**EXTRACTED INFORMATION**
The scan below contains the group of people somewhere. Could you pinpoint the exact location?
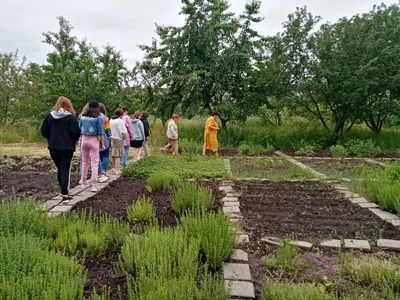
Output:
[41,96,219,203]
[41,97,150,203]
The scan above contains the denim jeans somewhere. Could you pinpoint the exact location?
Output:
[121,145,130,168]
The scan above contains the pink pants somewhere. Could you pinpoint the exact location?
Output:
[81,135,100,184]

**GIVEN REQUEST**
Please switch each "scan" in the data above to "photo" and reproduce the data otherwise unchanged, leaving out the pictures.

**RESPONSE FOR THIS EXERCISE**
The photo below contains the group of people somewhere. Could you pinpoint the exact location?
Output:
[41,96,219,203]
[41,97,150,203]
The photo above contains the denim jeans somewhere. Could you pinpoint the exact location?
Output:
[121,145,130,168]
The photo above contains the pink pants somewhere. Could you pinpoint the exact location?
Output:
[81,135,100,184]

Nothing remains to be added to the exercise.